DATA:
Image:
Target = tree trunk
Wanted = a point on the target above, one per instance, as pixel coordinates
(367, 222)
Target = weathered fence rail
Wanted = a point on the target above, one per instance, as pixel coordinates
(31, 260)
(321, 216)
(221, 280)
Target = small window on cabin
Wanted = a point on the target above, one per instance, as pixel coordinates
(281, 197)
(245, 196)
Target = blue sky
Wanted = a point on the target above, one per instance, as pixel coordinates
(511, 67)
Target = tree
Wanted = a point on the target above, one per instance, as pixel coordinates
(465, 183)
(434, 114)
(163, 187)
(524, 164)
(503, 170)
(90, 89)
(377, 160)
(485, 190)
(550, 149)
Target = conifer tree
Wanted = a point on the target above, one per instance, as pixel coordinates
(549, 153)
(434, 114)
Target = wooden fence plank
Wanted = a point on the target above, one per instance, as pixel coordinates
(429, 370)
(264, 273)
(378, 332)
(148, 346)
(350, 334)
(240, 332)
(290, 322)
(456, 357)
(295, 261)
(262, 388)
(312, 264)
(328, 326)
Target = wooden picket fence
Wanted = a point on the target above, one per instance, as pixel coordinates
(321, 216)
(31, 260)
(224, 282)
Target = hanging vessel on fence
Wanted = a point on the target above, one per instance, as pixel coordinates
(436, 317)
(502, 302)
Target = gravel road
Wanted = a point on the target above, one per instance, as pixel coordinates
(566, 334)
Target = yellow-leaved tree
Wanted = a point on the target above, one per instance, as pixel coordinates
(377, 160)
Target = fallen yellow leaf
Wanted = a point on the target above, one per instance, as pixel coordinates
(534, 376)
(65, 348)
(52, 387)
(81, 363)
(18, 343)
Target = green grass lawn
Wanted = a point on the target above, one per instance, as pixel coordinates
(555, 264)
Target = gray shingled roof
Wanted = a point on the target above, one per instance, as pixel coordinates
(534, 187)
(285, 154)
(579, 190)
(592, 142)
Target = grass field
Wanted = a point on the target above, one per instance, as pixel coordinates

WHAT YOU NEED TO DO:
From the first line to the last, transcribe the listing exactly.

ANSWER SECTION:
Image:
Target = tree trunk
Wanted = a point on the target above, one per instance, as pixel coordinates
(367, 222)
Target = weathered fence rail
Wanted = a point on the target above, one per instance, as pixel coordinates
(31, 260)
(321, 216)
(221, 280)
Target = small window on cabin
Wanted = a point on the target above, one per instance, as pixel coordinates
(281, 197)
(245, 196)
Target = blue sky
Wanted = a point on the target above, one per instance, as pixel coordinates
(511, 67)
Target = tree
Wanted = a point on the target above, one per instance, as pixel coordinates
(465, 183)
(434, 114)
(163, 187)
(524, 164)
(503, 170)
(90, 89)
(377, 160)
(485, 190)
(550, 149)
Target = conifer tree
Wanted = a point on the target above, one per instance, as pixel coordinates
(549, 153)
(434, 114)
Target = wooden fence plank
Wanted = a point on the target above, one per instance, as pixel coordinates
(429, 370)
(264, 273)
(378, 332)
(148, 346)
(350, 334)
(240, 332)
(290, 322)
(456, 357)
(295, 261)
(262, 388)
(312, 264)
(328, 326)
Target = wooden picket fence
Wanted = a point on the target above, one per instance, as pixel coordinates
(321, 216)
(31, 260)
(224, 282)
Target = hanging vessel on fence
Wanted = a point on the target above, one per instance, as pixel coordinates
(436, 317)
(502, 302)
Target = gravel road
Wanted = a point on the target above, one per instance, as pixel coordinates
(566, 334)
Target = yellow-leaved tree
Wanted = a point on the target above, one per instance, as pixel coordinates
(377, 160)
Target = fallen yellow leaf
Wanted = a point on the target above, one per instance, as pixel coordinates
(534, 376)
(65, 348)
(52, 387)
(81, 363)
(18, 343)
Target = green grass lawn
Wanted = a point on the target above, one per instance, as pixel coordinates
(555, 264)
Target = gray shingled roof
Wanted = a point on the target above, one per instance, as pixel coordinates
(534, 187)
(285, 154)
(579, 190)
(592, 142)
Target = grass field
Wanted = a point on the target above, one per instance, as pixel coordinates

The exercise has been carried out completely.